* Compiti da svolgere *
**a.** Indica se ciascuna affermazione concorda con l'articolo sul concorso di Locarno riportato qui sotto, rispondendo sì o no e citando le parole decisive dell'articolo: (i) Beto fa il custode di una villa; (ii) "Parque via" è il secondo film in concorso; (iii) la padrona della villa va a trovare Beto di frequente.
**b.** Prosegui l'articolo sul concorso di Locarno a partire dall'ultima frase riportata.

* Testo di lettura *
Due solitudini a confronto: il modesto "Parque via" e l'interessante "Sonbahar"
LOCARNO - Non è iniziato sotto il segno dell'allegria il concorso, e nemmeno con due esempi di capolavori cinematografici.
"Parque via"
(domani alle 21.30 a La Sala), primo film in concorso ed esordio cinematografico del sudamericano Enrique Rivero contiene le tipiche acerbità di ogni debutto. Il regista ritrae la solitudine di Beto, custode di una villa, che vive in una casa completamente vuota in attesa che venga venduta. E nell'attesa ha sviluppato una vera e propria malattia: l'incapacità di vivere nella realtà. Beto vive infatti come un recluso in un microcosmo fatto di routine, di silenzi e di gesti sempre uguali. I suoi unici contatti con il mondo esterno sono rappresentati dalle notizie di cronaca nera che guarda in tv, dalle sporadiche visite della padrona della villa, e dalle frequentazioni della prostituta Luba.

* Informazioni estratte *

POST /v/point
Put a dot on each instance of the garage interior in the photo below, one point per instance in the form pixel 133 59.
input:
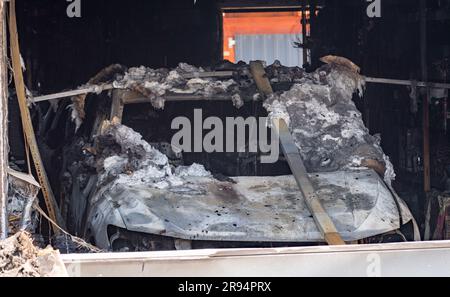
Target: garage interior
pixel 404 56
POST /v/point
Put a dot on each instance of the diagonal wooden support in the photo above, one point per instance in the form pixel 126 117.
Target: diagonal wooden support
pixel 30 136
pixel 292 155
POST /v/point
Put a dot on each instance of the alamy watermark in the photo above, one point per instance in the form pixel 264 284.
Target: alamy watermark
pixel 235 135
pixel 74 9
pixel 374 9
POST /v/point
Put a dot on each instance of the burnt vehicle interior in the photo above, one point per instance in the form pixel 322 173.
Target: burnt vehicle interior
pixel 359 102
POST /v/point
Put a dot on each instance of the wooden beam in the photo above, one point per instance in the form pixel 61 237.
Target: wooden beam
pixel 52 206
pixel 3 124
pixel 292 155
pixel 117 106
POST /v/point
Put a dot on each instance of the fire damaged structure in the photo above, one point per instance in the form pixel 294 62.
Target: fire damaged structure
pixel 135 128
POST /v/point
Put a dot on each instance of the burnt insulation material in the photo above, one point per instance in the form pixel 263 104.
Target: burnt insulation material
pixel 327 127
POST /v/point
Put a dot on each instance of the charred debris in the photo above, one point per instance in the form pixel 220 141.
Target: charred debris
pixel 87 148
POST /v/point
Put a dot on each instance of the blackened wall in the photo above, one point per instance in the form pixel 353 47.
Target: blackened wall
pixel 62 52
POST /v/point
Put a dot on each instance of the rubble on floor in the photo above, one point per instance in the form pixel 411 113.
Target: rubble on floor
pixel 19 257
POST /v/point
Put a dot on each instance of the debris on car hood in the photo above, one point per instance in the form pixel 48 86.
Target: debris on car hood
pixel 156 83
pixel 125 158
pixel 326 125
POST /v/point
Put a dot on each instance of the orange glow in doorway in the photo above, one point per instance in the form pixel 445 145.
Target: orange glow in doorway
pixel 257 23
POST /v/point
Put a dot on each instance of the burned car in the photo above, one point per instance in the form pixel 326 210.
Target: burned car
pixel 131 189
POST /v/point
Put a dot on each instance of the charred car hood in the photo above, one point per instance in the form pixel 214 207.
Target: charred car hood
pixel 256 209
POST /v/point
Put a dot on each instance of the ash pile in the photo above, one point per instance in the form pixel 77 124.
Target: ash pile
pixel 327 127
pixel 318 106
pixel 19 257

* Risposte per numero *
**a.**
(i) Sì: «la solitudine di Beto, custode di una villa».
(ii) No: «primo film in concorso ed esordio cinematografico».
(iii) No: «dalle sporadiche visite della padrona della villa».

**b.**
Un'esistenza di miseria e solitudine che si aggrava nel momento in cui la villa viene venduta e Beto è costretto ad andarsene.
Un film che si inserisce nella tradizione festivaliera fatta di interminabili silenzi, di lunghissimi piani sequenze, di gesti sempre uguali, che se da una
parte contribuiscono ad evidenziare la triste esistenza del protagonista, alla fine finiscono per pesare come un macigno sull'intera trama.
Lo stessa dimensione sociologica - il tentativo, dichiarato dal regista, di rappresentare la frattura sociale presente nel Messico di oggi nella
contrapposizione tra il vecchio impiegato e la proprietaria della villa - viene penalizzata a favore della dimensione prettamente umana ed esistenziale del
protagonista che finisce inevitabilmente per prendere il sopravvento. La scelta di girare in 16 mm "per riprendere la bellezza del reale" - come ha
dichiarato il regista - contribuisce a creare un ibrido tra fiction e documentario che non giova affatto al film.
Si distingue invece l'attore Norberto Coria, sulla cui vita il film è basato, efficace e perfettamente credibile nel triste personaggio di Beto.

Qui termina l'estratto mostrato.